* [LISTING]:
<<<<

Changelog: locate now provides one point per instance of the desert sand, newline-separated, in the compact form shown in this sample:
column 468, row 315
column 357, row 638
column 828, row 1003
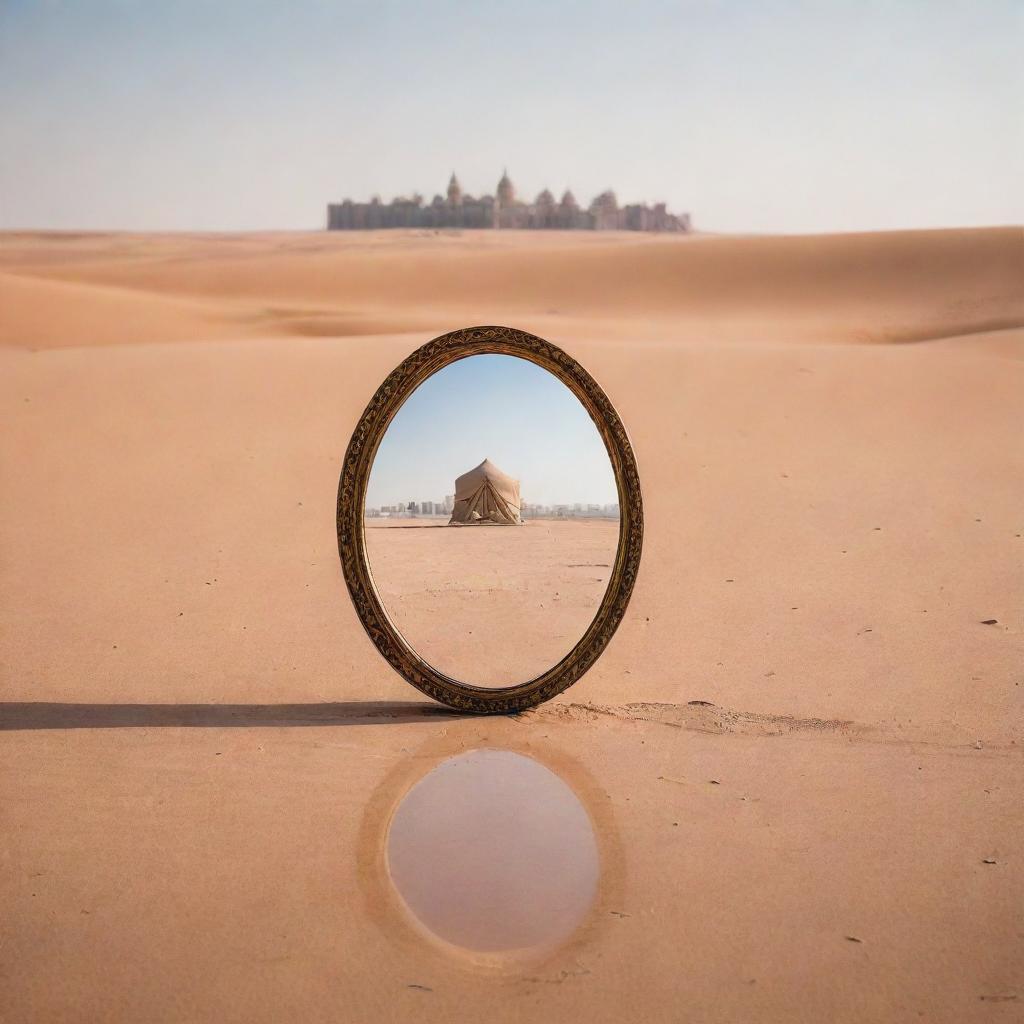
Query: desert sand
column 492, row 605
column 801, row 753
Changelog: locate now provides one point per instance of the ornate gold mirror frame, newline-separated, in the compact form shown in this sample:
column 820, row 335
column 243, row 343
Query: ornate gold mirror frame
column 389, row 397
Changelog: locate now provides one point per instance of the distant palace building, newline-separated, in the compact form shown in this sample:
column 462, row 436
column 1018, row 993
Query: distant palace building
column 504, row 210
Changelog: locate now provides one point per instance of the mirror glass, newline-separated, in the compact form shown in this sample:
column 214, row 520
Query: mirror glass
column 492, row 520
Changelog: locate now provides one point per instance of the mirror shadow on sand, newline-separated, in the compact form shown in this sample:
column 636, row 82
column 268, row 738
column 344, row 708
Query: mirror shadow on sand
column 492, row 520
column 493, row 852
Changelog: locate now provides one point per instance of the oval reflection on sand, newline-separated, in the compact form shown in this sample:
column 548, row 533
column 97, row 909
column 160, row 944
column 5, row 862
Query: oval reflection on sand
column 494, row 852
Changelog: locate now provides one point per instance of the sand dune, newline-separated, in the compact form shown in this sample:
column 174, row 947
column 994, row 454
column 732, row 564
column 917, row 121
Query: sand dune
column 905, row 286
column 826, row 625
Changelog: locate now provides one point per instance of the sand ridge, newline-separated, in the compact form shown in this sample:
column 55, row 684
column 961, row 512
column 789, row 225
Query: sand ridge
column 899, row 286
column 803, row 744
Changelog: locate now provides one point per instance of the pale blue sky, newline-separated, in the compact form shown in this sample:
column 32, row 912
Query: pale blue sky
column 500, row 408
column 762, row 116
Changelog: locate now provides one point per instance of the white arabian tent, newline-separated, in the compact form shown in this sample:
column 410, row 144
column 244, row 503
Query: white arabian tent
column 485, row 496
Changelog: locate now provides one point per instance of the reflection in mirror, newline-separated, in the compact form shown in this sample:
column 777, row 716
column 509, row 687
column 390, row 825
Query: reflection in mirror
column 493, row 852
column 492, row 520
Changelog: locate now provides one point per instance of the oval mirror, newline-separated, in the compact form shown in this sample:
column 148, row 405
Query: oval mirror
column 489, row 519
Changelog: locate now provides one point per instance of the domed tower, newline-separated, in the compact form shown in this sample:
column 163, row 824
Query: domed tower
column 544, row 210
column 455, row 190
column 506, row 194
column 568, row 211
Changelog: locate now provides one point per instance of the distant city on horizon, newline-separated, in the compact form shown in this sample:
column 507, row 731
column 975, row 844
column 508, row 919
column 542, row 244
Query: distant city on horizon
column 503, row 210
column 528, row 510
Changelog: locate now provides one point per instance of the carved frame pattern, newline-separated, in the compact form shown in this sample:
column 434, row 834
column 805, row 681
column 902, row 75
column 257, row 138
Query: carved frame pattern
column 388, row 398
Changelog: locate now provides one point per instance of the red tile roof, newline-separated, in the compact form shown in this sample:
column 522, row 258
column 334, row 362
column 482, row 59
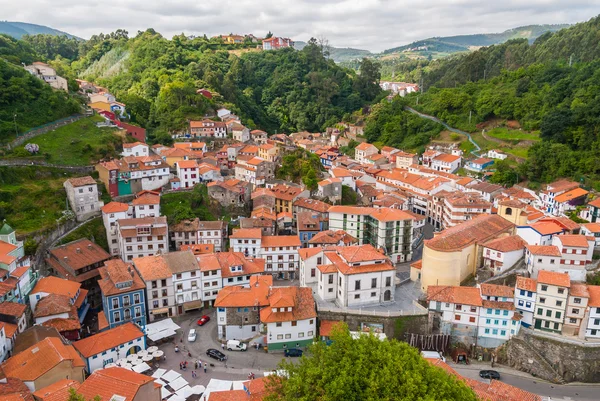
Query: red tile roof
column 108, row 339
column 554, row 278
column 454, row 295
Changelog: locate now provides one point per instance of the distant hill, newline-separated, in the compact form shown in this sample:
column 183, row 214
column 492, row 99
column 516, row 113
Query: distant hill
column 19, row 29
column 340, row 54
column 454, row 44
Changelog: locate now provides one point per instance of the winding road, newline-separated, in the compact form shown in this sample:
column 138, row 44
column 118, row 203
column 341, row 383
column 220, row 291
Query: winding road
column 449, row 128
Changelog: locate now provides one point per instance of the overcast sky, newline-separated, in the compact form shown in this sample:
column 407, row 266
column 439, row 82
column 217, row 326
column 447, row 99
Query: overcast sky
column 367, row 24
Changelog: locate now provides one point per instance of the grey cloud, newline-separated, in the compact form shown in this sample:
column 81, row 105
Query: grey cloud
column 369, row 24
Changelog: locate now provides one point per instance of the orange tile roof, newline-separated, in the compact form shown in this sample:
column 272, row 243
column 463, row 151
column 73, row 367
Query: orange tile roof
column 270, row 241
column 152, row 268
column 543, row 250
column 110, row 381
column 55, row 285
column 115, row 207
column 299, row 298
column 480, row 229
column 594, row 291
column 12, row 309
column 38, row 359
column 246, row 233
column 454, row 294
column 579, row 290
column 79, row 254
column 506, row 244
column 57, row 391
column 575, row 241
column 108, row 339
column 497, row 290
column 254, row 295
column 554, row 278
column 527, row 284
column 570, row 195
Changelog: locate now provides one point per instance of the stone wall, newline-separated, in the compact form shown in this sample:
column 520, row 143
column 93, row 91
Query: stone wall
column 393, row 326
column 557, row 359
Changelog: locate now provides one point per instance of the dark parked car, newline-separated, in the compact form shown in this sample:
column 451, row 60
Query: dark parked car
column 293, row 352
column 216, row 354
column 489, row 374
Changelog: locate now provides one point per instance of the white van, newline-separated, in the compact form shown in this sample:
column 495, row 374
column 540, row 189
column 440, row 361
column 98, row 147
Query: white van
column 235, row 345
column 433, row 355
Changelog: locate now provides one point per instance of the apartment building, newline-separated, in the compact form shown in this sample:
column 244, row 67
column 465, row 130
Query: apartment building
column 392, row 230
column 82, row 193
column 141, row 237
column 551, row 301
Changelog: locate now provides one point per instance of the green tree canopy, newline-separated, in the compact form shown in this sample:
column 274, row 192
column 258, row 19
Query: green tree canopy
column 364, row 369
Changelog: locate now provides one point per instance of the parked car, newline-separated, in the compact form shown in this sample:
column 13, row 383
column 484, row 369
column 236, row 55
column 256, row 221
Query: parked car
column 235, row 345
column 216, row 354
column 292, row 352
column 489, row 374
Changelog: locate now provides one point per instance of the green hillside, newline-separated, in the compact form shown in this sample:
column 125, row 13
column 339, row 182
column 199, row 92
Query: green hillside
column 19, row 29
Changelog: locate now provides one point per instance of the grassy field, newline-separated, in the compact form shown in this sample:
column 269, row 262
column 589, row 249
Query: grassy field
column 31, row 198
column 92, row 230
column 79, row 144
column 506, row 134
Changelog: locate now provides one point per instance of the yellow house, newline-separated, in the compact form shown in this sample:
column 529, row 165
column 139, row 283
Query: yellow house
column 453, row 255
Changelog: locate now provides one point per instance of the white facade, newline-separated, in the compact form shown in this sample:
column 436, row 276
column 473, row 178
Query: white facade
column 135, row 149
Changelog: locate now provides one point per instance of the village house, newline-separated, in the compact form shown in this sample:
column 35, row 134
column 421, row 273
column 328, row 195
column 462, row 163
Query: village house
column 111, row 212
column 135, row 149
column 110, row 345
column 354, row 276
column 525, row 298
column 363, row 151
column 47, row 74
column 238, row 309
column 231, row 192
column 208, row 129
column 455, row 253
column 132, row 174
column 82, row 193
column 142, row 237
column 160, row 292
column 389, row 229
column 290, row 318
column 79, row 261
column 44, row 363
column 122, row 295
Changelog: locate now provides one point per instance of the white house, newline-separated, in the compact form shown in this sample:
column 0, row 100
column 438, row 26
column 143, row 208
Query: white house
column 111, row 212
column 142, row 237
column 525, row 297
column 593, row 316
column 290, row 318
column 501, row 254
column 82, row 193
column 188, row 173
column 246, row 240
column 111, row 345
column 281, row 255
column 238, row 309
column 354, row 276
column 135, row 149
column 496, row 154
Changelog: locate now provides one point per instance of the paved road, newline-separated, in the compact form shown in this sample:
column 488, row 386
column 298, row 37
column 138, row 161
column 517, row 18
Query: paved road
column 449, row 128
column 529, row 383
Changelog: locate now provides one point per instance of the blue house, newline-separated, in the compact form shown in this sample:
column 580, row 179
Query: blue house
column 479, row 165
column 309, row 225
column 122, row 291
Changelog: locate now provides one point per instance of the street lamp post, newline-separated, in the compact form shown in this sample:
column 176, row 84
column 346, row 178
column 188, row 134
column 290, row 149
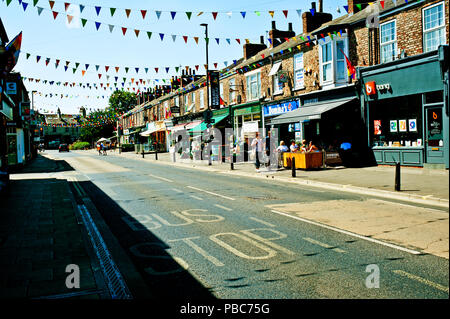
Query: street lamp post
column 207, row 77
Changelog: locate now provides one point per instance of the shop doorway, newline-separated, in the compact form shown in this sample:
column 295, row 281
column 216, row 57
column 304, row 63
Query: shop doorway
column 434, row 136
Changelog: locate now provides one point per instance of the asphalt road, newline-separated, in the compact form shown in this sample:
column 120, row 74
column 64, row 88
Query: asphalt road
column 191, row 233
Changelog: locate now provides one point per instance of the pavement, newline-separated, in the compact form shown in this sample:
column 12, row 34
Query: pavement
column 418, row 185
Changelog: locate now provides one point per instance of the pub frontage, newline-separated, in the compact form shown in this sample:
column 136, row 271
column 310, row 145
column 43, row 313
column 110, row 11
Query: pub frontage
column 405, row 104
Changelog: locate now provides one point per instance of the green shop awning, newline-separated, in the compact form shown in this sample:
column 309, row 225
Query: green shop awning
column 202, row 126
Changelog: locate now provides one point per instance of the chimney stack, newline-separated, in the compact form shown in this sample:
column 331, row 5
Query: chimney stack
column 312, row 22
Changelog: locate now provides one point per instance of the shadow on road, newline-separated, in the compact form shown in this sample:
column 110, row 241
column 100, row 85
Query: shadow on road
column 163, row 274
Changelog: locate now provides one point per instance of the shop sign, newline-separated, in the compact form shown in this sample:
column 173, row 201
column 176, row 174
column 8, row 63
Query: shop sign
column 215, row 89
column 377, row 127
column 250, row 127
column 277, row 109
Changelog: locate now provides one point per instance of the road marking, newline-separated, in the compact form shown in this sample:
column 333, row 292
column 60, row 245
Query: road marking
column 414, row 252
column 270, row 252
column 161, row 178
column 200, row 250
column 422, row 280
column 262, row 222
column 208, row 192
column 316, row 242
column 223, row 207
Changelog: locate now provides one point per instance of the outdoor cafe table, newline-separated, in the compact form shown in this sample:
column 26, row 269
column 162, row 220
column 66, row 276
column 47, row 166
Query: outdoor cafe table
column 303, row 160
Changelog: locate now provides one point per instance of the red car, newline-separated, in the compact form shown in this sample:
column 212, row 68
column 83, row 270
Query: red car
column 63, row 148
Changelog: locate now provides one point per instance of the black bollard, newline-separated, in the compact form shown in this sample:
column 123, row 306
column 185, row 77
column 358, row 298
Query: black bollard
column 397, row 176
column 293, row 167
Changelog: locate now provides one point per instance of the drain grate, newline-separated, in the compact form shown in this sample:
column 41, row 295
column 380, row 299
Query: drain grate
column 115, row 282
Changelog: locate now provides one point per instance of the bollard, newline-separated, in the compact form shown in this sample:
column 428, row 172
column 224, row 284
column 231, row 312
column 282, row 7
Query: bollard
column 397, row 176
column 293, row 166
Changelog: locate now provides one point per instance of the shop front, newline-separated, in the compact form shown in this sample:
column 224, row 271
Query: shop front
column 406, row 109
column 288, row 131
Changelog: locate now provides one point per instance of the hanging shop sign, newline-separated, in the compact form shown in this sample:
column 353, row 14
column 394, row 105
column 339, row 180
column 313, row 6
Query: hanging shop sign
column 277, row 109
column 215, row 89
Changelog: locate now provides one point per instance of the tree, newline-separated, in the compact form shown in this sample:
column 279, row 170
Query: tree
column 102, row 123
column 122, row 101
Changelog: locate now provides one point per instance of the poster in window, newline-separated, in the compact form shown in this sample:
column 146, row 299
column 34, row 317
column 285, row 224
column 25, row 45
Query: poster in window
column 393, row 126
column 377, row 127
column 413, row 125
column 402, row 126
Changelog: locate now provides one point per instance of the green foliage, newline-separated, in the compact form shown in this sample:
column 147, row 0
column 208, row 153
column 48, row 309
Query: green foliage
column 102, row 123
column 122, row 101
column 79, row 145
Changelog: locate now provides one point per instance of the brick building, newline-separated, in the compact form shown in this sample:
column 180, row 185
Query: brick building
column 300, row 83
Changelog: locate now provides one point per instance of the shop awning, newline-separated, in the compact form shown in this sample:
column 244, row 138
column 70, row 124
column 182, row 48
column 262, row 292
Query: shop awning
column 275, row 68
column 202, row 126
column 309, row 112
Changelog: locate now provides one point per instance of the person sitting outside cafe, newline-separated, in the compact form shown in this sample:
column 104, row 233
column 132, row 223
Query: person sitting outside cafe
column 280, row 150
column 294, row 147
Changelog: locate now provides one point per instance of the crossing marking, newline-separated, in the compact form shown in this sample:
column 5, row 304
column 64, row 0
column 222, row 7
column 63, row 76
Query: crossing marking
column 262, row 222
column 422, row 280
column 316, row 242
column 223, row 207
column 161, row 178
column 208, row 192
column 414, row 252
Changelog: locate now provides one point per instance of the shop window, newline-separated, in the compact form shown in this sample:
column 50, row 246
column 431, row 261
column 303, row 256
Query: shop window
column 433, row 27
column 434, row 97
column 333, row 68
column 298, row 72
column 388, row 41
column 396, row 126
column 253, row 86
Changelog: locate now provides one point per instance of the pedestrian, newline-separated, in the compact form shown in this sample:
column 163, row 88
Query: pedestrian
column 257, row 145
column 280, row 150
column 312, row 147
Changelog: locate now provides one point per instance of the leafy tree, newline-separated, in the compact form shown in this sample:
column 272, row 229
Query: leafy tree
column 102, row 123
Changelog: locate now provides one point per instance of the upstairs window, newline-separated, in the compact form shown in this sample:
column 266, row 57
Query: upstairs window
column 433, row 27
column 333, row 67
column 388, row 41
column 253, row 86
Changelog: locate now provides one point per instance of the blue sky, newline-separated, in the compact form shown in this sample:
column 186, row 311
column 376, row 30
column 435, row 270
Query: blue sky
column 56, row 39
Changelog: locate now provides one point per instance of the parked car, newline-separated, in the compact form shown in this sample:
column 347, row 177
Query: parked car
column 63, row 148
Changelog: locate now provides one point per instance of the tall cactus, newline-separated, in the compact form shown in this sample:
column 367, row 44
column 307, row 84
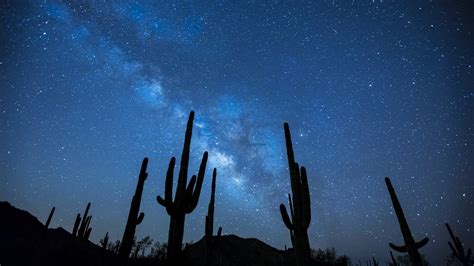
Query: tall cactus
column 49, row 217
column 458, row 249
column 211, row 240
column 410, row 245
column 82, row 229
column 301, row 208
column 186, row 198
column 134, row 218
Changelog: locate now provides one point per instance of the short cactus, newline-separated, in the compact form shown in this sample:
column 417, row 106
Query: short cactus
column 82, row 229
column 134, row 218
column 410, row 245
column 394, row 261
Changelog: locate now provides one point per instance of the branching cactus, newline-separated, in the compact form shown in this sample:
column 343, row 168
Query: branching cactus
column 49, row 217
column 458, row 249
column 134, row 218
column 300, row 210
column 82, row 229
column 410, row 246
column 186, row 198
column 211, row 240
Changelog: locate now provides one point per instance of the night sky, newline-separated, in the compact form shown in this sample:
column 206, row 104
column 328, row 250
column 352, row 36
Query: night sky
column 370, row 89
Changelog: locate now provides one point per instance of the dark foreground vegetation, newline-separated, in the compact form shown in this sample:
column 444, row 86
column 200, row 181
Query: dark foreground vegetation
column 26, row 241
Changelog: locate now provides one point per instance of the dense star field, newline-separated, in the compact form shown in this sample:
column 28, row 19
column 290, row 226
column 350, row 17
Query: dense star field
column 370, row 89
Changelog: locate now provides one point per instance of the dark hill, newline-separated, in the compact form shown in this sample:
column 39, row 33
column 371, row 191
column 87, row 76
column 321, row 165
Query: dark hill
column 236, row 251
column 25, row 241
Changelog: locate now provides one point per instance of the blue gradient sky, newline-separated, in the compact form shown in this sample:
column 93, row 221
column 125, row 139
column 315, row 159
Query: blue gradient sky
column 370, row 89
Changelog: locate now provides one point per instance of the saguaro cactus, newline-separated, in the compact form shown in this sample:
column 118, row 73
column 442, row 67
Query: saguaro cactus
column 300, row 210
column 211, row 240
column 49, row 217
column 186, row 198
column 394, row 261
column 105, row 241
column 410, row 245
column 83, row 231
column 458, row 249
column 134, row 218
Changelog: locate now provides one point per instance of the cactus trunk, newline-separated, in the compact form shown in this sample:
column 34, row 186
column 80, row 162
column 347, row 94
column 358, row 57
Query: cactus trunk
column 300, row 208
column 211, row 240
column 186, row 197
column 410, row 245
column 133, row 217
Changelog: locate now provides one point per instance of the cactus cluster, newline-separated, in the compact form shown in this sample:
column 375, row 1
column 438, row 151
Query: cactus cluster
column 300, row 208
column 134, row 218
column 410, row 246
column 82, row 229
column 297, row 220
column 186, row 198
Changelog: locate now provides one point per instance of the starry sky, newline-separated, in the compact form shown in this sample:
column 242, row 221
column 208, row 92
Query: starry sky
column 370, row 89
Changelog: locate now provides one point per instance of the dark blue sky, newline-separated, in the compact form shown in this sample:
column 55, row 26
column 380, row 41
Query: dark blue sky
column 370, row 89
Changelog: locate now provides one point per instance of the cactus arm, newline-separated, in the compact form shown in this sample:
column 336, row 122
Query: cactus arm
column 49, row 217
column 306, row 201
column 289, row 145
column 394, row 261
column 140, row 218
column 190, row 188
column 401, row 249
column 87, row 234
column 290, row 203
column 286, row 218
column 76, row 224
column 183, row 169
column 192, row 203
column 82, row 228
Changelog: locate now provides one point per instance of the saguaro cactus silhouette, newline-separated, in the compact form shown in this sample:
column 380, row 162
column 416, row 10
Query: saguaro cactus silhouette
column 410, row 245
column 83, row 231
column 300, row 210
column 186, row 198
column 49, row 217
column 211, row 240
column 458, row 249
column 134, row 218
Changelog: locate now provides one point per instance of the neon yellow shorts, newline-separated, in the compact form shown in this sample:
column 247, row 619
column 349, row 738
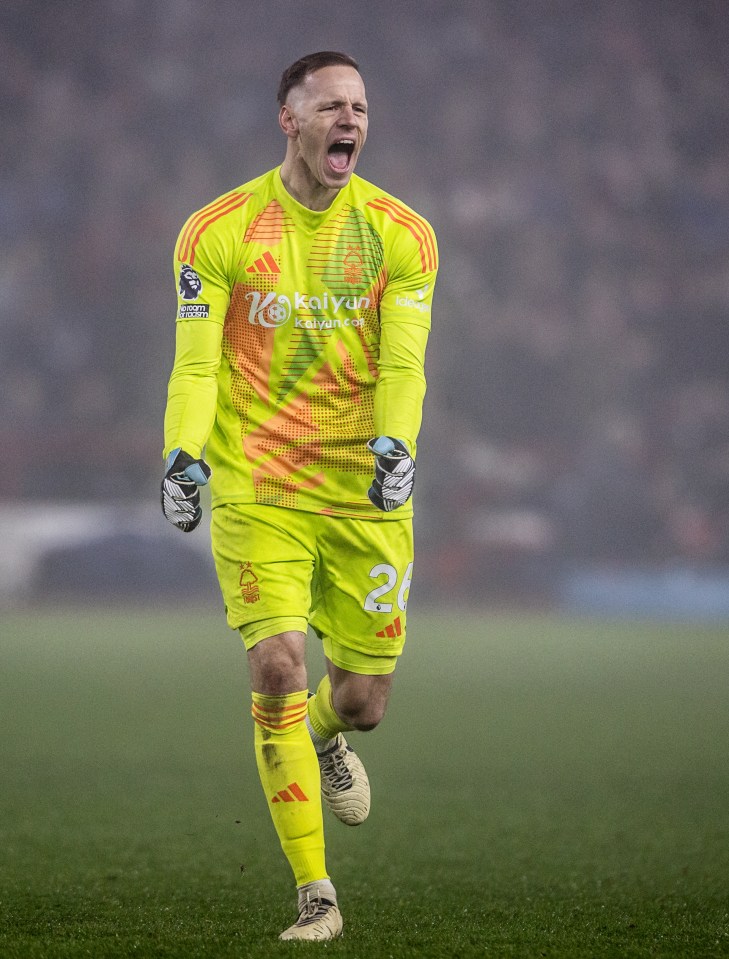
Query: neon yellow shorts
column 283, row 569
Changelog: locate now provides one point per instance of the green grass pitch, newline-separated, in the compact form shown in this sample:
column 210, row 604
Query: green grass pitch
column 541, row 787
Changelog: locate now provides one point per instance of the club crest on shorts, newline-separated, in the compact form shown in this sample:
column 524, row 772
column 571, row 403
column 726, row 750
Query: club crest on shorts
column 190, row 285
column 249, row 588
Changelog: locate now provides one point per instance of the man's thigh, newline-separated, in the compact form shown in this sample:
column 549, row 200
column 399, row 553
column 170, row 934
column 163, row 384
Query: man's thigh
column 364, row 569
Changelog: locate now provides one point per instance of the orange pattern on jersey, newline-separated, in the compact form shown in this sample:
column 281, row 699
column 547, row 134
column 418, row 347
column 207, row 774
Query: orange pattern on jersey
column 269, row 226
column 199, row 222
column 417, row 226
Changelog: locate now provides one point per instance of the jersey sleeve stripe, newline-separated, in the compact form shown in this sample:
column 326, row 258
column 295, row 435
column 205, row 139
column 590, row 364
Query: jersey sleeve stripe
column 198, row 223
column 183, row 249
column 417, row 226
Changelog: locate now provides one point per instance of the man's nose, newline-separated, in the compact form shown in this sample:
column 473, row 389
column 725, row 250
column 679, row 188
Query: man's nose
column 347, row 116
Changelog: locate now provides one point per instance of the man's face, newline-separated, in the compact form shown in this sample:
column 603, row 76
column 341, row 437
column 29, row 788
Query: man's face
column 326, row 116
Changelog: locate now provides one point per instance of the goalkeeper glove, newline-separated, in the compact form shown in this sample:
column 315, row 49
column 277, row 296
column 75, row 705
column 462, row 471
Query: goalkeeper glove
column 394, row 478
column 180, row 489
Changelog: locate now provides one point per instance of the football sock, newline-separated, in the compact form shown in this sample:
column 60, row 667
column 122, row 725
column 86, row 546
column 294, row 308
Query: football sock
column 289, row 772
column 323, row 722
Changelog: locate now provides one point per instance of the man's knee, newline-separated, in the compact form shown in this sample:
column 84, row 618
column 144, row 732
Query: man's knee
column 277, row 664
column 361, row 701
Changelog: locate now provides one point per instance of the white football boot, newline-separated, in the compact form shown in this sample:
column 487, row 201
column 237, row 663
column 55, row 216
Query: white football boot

>>>>

Give the data above again, from the line containing "of the outdoor" through the line containing "column 115, row 282", switching "compact" to "condensed" and leaving everything else unchanged.

Changelog: locate now provides one point per instance of the outdoor cafe table, newline-separated, in the condensed form shown in this sample:
column 26, row 269
column 162, row 220
column 66, row 276
column 47, row 166
Query: outdoor cafe table
column 303, row 160
Changelog: locate now provides one point per instance of the red car, newline-separated, in the condensed form shown in this sample:
column 212, row 68
column 83, row 270
Query: red car
column 63, row 148
Changelog: locate now provides one point per instance of the black bollard, newline-separated, in the condensed form shown in this sample:
column 123, row 306
column 185, row 77
column 358, row 298
Query: black bollard
column 397, row 176
column 293, row 167
Changelog: locate now provides one point per instance of the drain grate, newline-separated, in the condensed form shown in this sample:
column 41, row 295
column 380, row 299
Query: drain grate
column 115, row 282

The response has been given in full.